## Excerpt
Regarding Claim 2, the rejection of Claim 1 is incorporated herein. Furthermore, Wong teaches 
the first machine learning model comprises a decision tree model, a standard normal variate (SNV) model, a support vector machine (SVM) model or a random forest model ([0035] states “Known models within the field of machine learning include logistic regression models, Naïve Bayes models, Random Forests, Support Vector Machines and artificial neural networks”.)

Regarding Claim 3, the rejection of Claim 1 is incorporated herein. Furthermore, Wong teaches 
the embedding machine learning model comprises the autoencoder, a variational autoencoder (VAE), a Bert Model or a transformer model ([0144] states “Approaches for performing unsupervised outlier detection include using tree-based isolation forests, generative adversarial networks or variational autoencoders.”)

Regarding Claim 4, the rejection of Claim 1 is incorporated herein. Furthermore, Wong teaches 
the neural network machine learning model comprises a fully connected neural network (FCNN), a convolutional neural network (CNN), a recurrent neural network, or a feed forward neural network. ([0037] states “Neural network types include convolutional neural networks, recurrent neural networks, and feed-forward neural networks”.)

	Regarding Claim 10, the rejection of Claim 1 is incorporated herein. Furthermore, Wong teaches 
receiving, as output from the first machine learning model and based on the plurality of data records, a plurality of prediction labels associated with the plurality of data records; ([0138] states “At block 1316, the received transaction data is selectively labelled based on the value output by the supervised machine learning system. This may be performed by the supervised machine learning system (e.g., as described with reference to FIG. 4).”)

## Information provided

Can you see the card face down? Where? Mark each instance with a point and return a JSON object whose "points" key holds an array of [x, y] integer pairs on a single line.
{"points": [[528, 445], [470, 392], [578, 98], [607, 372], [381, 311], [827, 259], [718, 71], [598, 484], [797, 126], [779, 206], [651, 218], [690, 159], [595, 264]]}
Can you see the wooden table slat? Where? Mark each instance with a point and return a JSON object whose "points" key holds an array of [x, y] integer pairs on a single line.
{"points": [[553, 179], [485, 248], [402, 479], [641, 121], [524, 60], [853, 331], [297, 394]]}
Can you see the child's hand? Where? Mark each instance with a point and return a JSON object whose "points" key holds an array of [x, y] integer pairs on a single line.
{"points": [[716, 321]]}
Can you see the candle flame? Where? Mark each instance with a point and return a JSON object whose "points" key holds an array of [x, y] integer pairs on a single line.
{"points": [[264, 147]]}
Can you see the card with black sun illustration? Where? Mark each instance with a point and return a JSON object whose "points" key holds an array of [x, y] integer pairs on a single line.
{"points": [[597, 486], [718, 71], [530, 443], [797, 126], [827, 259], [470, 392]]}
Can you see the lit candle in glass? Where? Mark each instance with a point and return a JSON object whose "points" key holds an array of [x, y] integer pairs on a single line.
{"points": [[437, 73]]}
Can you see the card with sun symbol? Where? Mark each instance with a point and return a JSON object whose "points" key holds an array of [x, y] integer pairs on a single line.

## Job 1
Which paragraph of Wong does the patent rejection excerpt cite for Claim 4?
## Job 2
In one to three sentences, explain the basis the patent rejection excerpt gives for its finding that Wong teaches the limitation of Claim 2.

## Response 1
Paragraph [0037].

## Response 2
The excerpt cites Wong's paragraph [0035], which states that known machine learning models include logistic regression models, Naïve Bayes models, Random Forests, Support Vector Machines and artificial neural networks. That statement is offered as support that Wong teaches a first machine learning model comprising a support vector machine model or a random forest model.